[Start of Attachment]
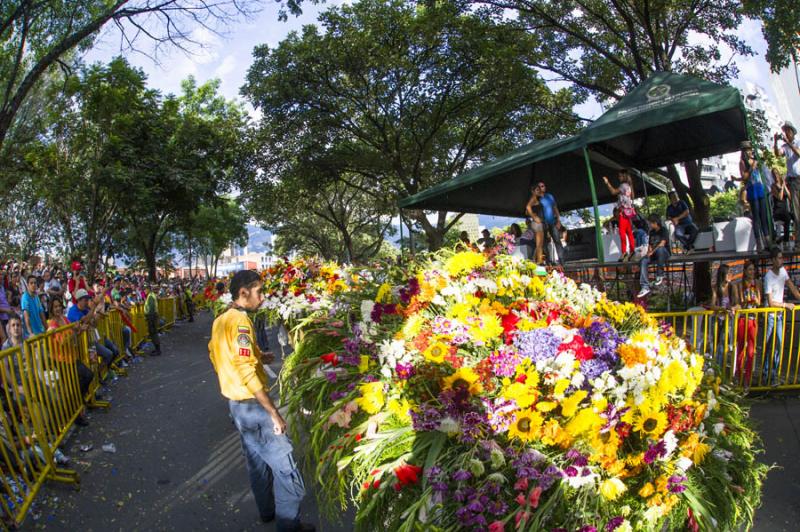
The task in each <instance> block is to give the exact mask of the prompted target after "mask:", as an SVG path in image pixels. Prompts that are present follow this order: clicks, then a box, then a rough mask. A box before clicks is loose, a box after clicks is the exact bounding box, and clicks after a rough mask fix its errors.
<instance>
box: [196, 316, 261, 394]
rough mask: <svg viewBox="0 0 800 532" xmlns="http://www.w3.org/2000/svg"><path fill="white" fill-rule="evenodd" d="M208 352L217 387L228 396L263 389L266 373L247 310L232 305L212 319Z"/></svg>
mask: <svg viewBox="0 0 800 532" xmlns="http://www.w3.org/2000/svg"><path fill="white" fill-rule="evenodd" d="M208 353H209V356H210V357H211V363H212V364H213V365H214V371H216V372H217V377H218V378H219V387H220V391H221V392H222V395H224V396H225V397H227V398H228V399H233V400H234V401H243V400H245V399H252V398H253V397H254V396H255V393H256V392H257V391H259V390H266V387H267V374H266V373H265V372H264V367H263V366H262V365H261V356H260V355H261V353H260V351H259V350H258V345H257V344H256V341H255V336H254V335H253V324H252V322H251V321H250V318H249V317H248V316H247V313H246V312H244V311H242V310H238V309H233V308H231V309H228V310H226V311H225V313H224V314H221V315H220V316H218V317H217V319H216V320H214V326H213V327H212V329H211V341H210V342H209V343H208Z"/></svg>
[End of Attachment]
**Aim of the exercise:**
Without any pictures, please reproduce the full set of entries.

**Output of the task:**
The task in each <instance> block is to give the exact mask of the prompted target after "mask:", as an SVG path in image pixels. Prompts that are present follow this order: clicks, then a box, then a rough mask. A box before clicks is loose, a box after clicks is the exact bounding box, and clicks after a rough mask fix its errors.
<instance>
box: [196, 316, 261, 394]
rough mask: <svg viewBox="0 0 800 532" xmlns="http://www.w3.org/2000/svg"><path fill="white" fill-rule="evenodd" d="M208 352L217 387L228 396L263 389L266 373L247 310L232 305L212 319Z"/></svg>
mask: <svg viewBox="0 0 800 532" xmlns="http://www.w3.org/2000/svg"><path fill="white" fill-rule="evenodd" d="M208 353H209V356H210V357H211V363H212V364H213V365H214V371H216V372H217V377H218V378H219V387H220V391H221V392H222V395H224V396H225V397H227V398H228V399H233V400H234V401H243V400H245V399H252V398H253V397H254V396H255V393H256V392H257V391H259V390H266V387H267V374H266V373H265V372H264V367H263V366H262V365H261V356H260V355H261V353H260V351H259V350H258V345H257V344H256V341H255V336H254V335H253V324H252V322H251V321H250V318H249V317H248V316H247V313H246V312H244V311H242V310H238V309H233V308H231V309H228V310H226V311H225V313H224V314H221V315H220V316H218V317H217V319H216V320H214V326H213V327H212V329H211V341H210V342H209V343H208Z"/></svg>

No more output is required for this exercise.